■ What is needed:
Find the lines below holding the word "shield" and copy each of them.

(Referring expression pointing data)
=-=-=
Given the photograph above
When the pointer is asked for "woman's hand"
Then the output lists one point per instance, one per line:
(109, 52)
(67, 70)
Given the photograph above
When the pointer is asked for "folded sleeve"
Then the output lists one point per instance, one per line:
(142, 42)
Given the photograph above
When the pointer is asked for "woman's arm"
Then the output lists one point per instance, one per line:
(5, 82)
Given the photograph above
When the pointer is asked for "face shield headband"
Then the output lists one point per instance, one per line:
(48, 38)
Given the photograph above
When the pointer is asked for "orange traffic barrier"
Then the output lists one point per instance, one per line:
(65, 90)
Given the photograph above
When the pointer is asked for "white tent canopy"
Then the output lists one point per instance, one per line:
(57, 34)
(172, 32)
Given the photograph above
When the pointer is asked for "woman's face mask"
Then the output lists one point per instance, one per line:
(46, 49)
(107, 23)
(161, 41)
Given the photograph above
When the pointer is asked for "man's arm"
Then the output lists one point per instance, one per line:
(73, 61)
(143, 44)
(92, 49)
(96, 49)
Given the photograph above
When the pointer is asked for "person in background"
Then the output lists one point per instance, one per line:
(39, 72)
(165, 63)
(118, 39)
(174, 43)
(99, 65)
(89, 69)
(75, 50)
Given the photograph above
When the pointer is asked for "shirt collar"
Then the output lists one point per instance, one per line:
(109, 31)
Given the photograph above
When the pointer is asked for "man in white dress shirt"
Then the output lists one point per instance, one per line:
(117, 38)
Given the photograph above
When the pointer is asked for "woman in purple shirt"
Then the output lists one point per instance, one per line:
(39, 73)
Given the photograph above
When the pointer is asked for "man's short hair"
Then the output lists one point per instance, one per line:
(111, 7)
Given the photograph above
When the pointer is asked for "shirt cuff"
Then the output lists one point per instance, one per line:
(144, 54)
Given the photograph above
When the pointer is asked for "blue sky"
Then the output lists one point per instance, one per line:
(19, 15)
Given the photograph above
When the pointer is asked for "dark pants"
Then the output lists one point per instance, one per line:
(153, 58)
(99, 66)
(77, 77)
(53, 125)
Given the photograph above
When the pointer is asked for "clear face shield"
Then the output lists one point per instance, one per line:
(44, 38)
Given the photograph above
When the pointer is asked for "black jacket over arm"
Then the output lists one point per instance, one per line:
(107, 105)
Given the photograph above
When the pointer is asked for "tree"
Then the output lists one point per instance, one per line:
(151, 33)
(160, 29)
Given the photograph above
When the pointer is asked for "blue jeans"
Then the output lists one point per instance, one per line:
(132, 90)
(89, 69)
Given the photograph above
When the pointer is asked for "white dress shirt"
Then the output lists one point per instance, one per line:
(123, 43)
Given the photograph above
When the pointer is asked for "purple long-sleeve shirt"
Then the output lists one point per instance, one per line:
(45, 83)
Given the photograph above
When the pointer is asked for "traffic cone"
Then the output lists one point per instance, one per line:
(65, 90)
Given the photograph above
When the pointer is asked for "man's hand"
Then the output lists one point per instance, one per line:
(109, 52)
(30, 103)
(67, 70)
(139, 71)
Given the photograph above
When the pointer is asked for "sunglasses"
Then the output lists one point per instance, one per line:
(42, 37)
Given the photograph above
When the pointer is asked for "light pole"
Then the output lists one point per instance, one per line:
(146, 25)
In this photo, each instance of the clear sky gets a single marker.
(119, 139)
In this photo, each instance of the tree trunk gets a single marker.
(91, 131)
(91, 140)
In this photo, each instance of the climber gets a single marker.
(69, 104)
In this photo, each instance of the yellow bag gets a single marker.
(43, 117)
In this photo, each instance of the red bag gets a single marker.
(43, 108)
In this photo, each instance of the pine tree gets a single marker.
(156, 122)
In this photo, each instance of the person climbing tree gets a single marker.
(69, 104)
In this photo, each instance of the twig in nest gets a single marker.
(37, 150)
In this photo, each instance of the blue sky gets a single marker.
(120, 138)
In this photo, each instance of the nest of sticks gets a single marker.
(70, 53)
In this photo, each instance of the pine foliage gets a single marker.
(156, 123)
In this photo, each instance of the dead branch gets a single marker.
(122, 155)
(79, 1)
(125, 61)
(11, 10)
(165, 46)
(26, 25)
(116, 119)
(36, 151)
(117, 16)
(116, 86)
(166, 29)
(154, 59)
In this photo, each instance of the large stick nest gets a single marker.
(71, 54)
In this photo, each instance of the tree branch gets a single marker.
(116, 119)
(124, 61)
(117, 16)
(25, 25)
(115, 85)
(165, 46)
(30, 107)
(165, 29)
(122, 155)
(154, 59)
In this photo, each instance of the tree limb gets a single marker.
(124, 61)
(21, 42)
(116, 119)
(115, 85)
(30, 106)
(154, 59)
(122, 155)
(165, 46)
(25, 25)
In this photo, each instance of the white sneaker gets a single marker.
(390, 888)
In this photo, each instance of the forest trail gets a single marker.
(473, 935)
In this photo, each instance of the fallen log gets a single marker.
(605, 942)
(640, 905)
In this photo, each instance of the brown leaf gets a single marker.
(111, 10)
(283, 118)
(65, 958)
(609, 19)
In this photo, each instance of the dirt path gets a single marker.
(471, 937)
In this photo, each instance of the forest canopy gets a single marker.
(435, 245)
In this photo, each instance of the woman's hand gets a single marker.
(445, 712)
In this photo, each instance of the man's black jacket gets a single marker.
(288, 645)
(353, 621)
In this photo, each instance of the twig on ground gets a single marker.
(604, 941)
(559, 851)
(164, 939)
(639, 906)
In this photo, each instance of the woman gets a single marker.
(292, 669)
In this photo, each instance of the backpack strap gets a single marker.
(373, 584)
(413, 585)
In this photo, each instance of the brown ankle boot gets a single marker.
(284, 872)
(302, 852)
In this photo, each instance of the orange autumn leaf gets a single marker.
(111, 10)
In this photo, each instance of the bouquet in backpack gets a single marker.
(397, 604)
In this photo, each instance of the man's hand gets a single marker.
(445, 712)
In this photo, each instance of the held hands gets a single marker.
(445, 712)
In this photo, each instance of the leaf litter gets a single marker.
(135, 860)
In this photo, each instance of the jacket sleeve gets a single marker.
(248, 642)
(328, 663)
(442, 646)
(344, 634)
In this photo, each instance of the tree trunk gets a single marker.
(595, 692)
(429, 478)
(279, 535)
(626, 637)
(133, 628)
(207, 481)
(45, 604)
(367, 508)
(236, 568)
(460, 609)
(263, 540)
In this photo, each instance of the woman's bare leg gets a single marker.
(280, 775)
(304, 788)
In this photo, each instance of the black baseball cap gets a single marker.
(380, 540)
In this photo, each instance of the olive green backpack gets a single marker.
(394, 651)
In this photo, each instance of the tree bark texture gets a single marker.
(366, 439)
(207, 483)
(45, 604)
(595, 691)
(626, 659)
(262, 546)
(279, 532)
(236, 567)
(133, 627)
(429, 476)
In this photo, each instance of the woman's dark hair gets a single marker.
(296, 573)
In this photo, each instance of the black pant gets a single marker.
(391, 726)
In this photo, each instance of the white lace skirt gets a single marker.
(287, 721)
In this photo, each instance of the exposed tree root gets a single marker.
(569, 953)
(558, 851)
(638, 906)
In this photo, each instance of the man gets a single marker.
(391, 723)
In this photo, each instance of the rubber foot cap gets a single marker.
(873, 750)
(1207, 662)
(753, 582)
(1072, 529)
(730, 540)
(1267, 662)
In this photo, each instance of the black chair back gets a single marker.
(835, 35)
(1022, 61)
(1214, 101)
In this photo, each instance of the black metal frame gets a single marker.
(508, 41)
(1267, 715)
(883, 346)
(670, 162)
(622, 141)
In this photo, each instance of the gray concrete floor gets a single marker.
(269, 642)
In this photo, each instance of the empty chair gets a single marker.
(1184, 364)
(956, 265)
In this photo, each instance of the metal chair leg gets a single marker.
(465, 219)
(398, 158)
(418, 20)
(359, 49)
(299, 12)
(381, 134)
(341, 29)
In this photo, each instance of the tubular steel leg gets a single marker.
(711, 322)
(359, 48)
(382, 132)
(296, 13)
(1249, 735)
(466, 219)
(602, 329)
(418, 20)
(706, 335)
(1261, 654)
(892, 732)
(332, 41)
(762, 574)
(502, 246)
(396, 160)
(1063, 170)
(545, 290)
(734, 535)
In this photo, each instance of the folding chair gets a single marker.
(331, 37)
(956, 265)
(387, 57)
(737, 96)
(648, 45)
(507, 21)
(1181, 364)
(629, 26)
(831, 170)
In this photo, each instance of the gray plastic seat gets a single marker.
=-=-=
■ Exercise solution:
When the pointer is asked for "face shield headband"
When the pointer is asked for "clear face shield"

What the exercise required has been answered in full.